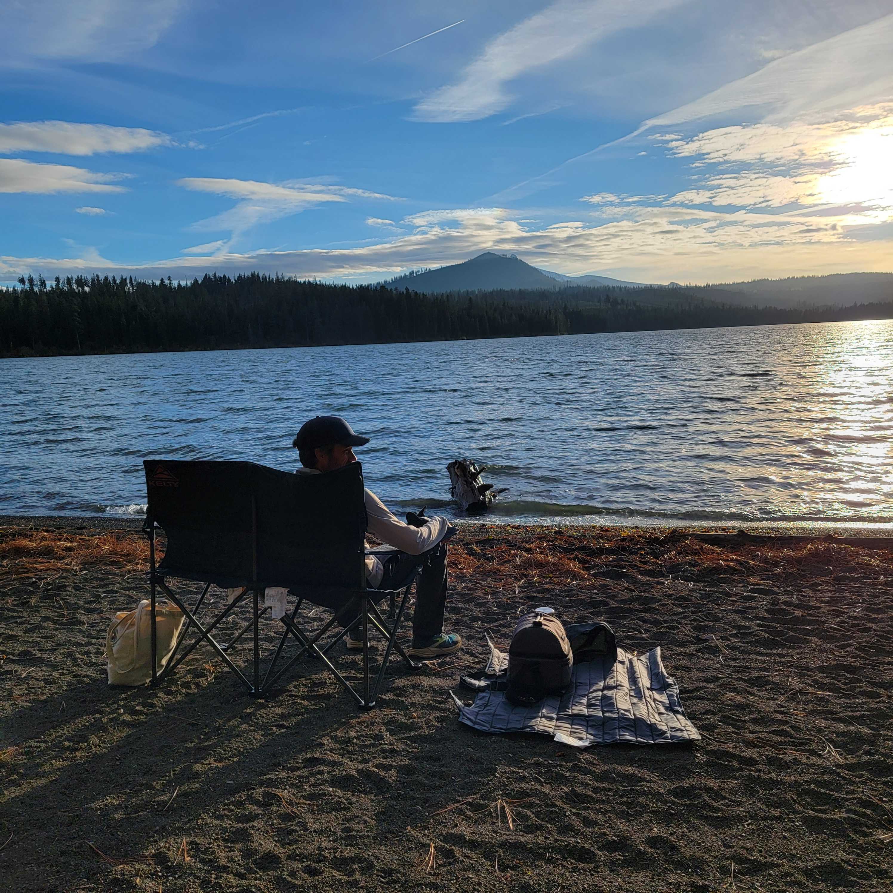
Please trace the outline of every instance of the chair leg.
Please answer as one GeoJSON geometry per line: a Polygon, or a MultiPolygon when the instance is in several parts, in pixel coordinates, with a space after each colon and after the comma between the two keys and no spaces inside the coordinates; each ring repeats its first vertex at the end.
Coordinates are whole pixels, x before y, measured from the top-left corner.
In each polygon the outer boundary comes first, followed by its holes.
{"type": "Polygon", "coordinates": [[[369,599],[360,599],[360,610],[363,612],[363,710],[371,710],[374,701],[369,700],[369,599]]]}
{"type": "MultiPolygon", "coordinates": [[[[385,648],[384,656],[381,658],[381,666],[379,667],[379,674],[375,680],[375,689],[373,697],[378,697],[379,689],[381,687],[381,682],[385,678],[385,670],[387,670],[388,668],[388,661],[390,659],[391,649],[393,647],[396,647],[397,651],[400,653],[400,655],[409,664],[410,669],[418,670],[419,667],[421,666],[420,663],[417,663],[415,661],[412,660],[406,655],[406,653],[403,650],[403,647],[400,646],[400,643],[396,640],[397,630],[400,628],[400,621],[403,619],[403,613],[406,609],[406,602],[409,600],[409,590],[412,588],[413,584],[410,583],[410,585],[406,587],[406,591],[404,592],[403,594],[403,599],[400,602],[400,607],[397,610],[396,618],[394,621],[394,629],[391,631],[391,635],[388,639],[388,647],[385,648]]],[[[378,611],[375,608],[374,605],[372,605],[372,610],[375,611],[376,613],[378,613],[378,611]]]]}
{"type": "Polygon", "coordinates": [[[257,697],[261,694],[261,623],[260,623],[261,590],[255,588],[255,688],[251,694],[257,697]]]}
{"type": "MultiPolygon", "coordinates": [[[[265,605],[263,608],[261,608],[261,613],[257,616],[263,617],[268,611],[271,610],[272,609],[269,605],[265,605]]],[[[252,623],[254,623],[254,621],[249,620],[248,622],[246,623],[245,626],[243,626],[242,629],[239,630],[238,632],[237,632],[236,635],[226,643],[226,645],[221,645],[221,648],[223,651],[229,651],[251,629],[252,623]]]]}
{"type": "MultiPolygon", "coordinates": [[[[295,609],[291,613],[292,623],[295,622],[295,617],[297,615],[297,612],[300,609],[301,603],[303,601],[304,601],[303,598],[298,598],[297,601],[295,603],[295,609]]],[[[276,653],[273,655],[273,659],[270,662],[270,666],[267,667],[267,672],[263,674],[263,682],[261,685],[261,688],[263,689],[264,691],[267,690],[267,680],[270,679],[270,674],[273,672],[273,669],[276,666],[276,663],[279,661],[280,655],[282,654],[282,649],[285,647],[285,642],[288,638],[288,625],[287,623],[285,632],[282,633],[282,636],[279,640],[279,645],[276,646],[276,653]]]]}
{"type": "MultiPolygon", "coordinates": [[[[202,603],[204,601],[204,597],[208,594],[208,591],[210,589],[211,589],[211,584],[205,583],[204,588],[202,589],[202,594],[198,597],[198,601],[196,602],[196,606],[192,612],[193,613],[197,614],[198,612],[201,610],[202,603]]],[[[189,634],[189,630],[191,628],[192,628],[192,621],[187,620],[186,627],[181,630],[179,636],[177,638],[177,644],[174,645],[173,651],[171,652],[171,656],[168,658],[168,665],[173,663],[174,658],[177,656],[177,652],[179,651],[179,647],[183,644],[184,641],[186,641],[186,637],[189,634]]],[[[164,671],[163,670],[161,674],[162,678],[163,679],[164,676],[166,675],[167,673],[165,673],[164,671]]]]}
{"type": "MultiPolygon", "coordinates": [[[[167,587],[163,582],[159,582],[159,586],[162,588],[165,595],[167,595],[167,597],[171,599],[171,601],[172,601],[174,605],[176,605],[177,607],[179,607],[180,611],[182,611],[183,613],[186,614],[187,617],[192,620],[193,625],[196,627],[198,631],[201,633],[198,638],[196,638],[189,646],[189,647],[187,648],[186,651],[179,655],[179,659],[177,661],[175,666],[181,663],[186,659],[186,657],[192,652],[193,648],[195,648],[198,645],[199,642],[206,641],[211,646],[211,647],[213,647],[214,651],[217,652],[217,654],[223,660],[226,665],[230,667],[230,669],[246,684],[246,687],[247,688],[248,691],[251,691],[253,687],[251,685],[251,682],[249,682],[248,680],[246,679],[245,673],[243,673],[242,671],[239,670],[238,667],[237,667],[236,664],[233,663],[231,660],[230,660],[226,653],[221,649],[221,647],[217,644],[217,642],[211,635],[211,633],[213,631],[217,624],[220,623],[229,615],[229,613],[232,611],[232,609],[239,603],[240,599],[237,598],[236,601],[234,601],[230,605],[229,605],[227,609],[207,628],[207,630],[205,630],[204,627],[198,622],[198,621],[196,619],[195,615],[189,611],[189,609],[173,594],[173,592],[171,591],[169,587],[167,587]]],[[[172,671],[174,667],[172,666],[170,667],[171,671],[172,671]]],[[[165,667],[165,674],[167,673],[167,672],[168,668],[165,667]]]]}
{"type": "Polygon", "coordinates": [[[155,617],[155,522],[152,518],[149,523],[149,608],[152,611],[152,684],[158,684],[158,619],[155,617]]]}

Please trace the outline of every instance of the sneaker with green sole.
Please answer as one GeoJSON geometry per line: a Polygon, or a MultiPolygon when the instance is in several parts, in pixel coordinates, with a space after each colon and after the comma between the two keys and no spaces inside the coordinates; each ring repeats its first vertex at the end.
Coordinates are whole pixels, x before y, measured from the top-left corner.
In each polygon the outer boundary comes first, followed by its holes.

—————

» **Work to complete**: Rewrite the entries above with "whole pixels" swapped for "integer pixels" and everything else unchanged. Omit the pictures.

» **Expected output**:
Please trace the outline of every instance of the chair leg.
Please answer as one GeoJSON geometry per line: a Polygon, or a MultiPolygon when the instance is in several parts, in pixel coordinates, with a space after each colon and after the comma between the two keys and no spaces inside the coordinates; each ring repeats its first vertex at the end.
Coordinates are integer pixels, x before y, measured from the top-left corner.
In each polygon the outer boundary comes first, followed by its holes.
{"type": "Polygon", "coordinates": [[[369,599],[360,599],[360,610],[363,612],[363,710],[371,710],[374,701],[369,700],[369,599]]]}
{"type": "MultiPolygon", "coordinates": [[[[385,648],[384,656],[381,658],[381,666],[379,667],[379,674],[375,680],[375,689],[373,697],[378,697],[379,689],[381,687],[381,682],[385,678],[385,670],[387,670],[388,668],[388,661],[390,659],[391,649],[393,647],[396,647],[397,651],[400,653],[400,655],[409,664],[410,669],[418,670],[419,667],[421,666],[420,663],[417,663],[415,661],[412,660],[406,655],[406,653],[403,650],[403,647],[400,646],[400,643],[396,640],[397,630],[400,628],[400,621],[403,619],[403,613],[406,609],[406,602],[409,600],[409,590],[412,588],[413,584],[410,583],[410,585],[406,587],[406,591],[404,592],[403,594],[403,599],[400,602],[400,607],[397,610],[396,618],[394,621],[394,629],[391,631],[391,635],[388,639],[388,647],[385,648]]],[[[378,611],[375,608],[374,605],[372,605],[372,610],[375,611],[376,613],[378,613],[378,611]]]]}
{"type": "Polygon", "coordinates": [[[257,697],[261,694],[261,623],[260,623],[261,590],[255,588],[255,688],[251,694],[257,697]]]}
{"type": "MultiPolygon", "coordinates": [[[[265,605],[263,608],[261,608],[261,613],[257,616],[263,617],[268,611],[271,610],[272,609],[269,605],[265,605]]],[[[252,623],[254,623],[254,621],[249,620],[248,622],[246,623],[245,626],[243,626],[242,629],[239,630],[238,632],[237,632],[236,635],[226,643],[226,645],[221,645],[221,648],[223,651],[229,651],[251,629],[252,623]]]]}
{"type": "MultiPolygon", "coordinates": [[[[295,609],[291,613],[292,623],[295,622],[295,617],[297,615],[297,612],[300,609],[301,603],[303,601],[304,601],[303,598],[298,598],[297,601],[295,603],[295,609]]],[[[276,653],[273,655],[273,659],[270,662],[270,666],[267,667],[267,672],[263,674],[263,682],[261,685],[261,688],[263,689],[264,691],[267,690],[267,680],[270,679],[270,674],[273,672],[273,669],[276,666],[276,663],[279,661],[280,655],[282,654],[282,649],[285,647],[285,642],[288,638],[288,625],[287,623],[285,632],[282,633],[282,636],[279,640],[279,645],[276,646],[276,653]]]]}
{"type": "MultiPolygon", "coordinates": [[[[202,603],[204,601],[204,597],[208,594],[208,591],[210,589],[211,589],[211,584],[205,583],[204,588],[202,589],[202,594],[198,597],[198,601],[196,602],[196,606],[192,612],[193,613],[197,614],[198,612],[201,610],[202,603]]],[[[189,634],[189,630],[191,628],[192,628],[192,621],[187,620],[186,627],[181,630],[179,636],[177,638],[177,644],[174,645],[173,651],[171,652],[171,656],[168,658],[168,665],[173,663],[174,658],[177,656],[177,652],[179,651],[179,647],[183,644],[184,641],[186,641],[186,637],[189,634]]],[[[164,671],[163,670],[161,674],[162,678],[163,679],[164,676],[166,675],[167,673],[165,673],[164,671]]]]}
{"type": "MultiPolygon", "coordinates": [[[[167,587],[163,582],[159,582],[159,586],[162,588],[165,595],[167,595],[167,597],[171,599],[171,601],[172,601],[174,605],[176,605],[177,607],[179,607],[180,611],[182,611],[183,613],[186,614],[187,617],[192,620],[193,625],[196,627],[198,631],[201,633],[198,638],[196,638],[189,646],[189,647],[187,648],[186,651],[179,655],[179,659],[177,661],[175,666],[181,663],[186,659],[186,657],[192,652],[193,648],[195,648],[198,645],[199,642],[206,641],[211,646],[211,647],[213,647],[214,651],[217,652],[217,654],[223,660],[226,665],[230,667],[230,669],[246,684],[246,687],[247,688],[248,691],[251,691],[253,687],[251,685],[251,682],[249,682],[248,680],[246,679],[245,673],[243,673],[242,671],[239,670],[238,667],[237,667],[236,664],[233,663],[231,660],[230,660],[226,653],[221,649],[221,647],[217,644],[217,642],[211,635],[211,633],[213,631],[217,624],[220,623],[229,615],[229,613],[232,611],[232,609],[239,603],[240,599],[237,598],[236,601],[234,601],[230,605],[229,605],[227,609],[207,628],[207,630],[205,630],[204,627],[198,622],[198,621],[196,619],[195,615],[189,611],[189,609],[173,594],[173,592],[171,591],[169,587],[167,587]]],[[[172,671],[174,667],[172,666],[170,667],[171,671],[172,671]]],[[[165,667],[165,674],[167,673],[167,672],[168,668],[165,667]]]]}
{"type": "Polygon", "coordinates": [[[155,617],[155,522],[152,518],[149,523],[149,608],[152,611],[152,684],[158,684],[158,619],[155,617]]]}

Please trace the outline of every instance of the sneaker with green sole.
Please answer as one GeoJSON geometry per line: a Polygon, or a MultiPolygon when the instance is in several parts, in pixel coordinates, with a space after each colon and after the comma between the two keys and no spaces inside the coordinates; each ring repeats its first vertex at the end.
Coordinates are integer pixels, x before y, measured from the top-left corner.
In each polygon the outer boundary comes first, followed by its holes.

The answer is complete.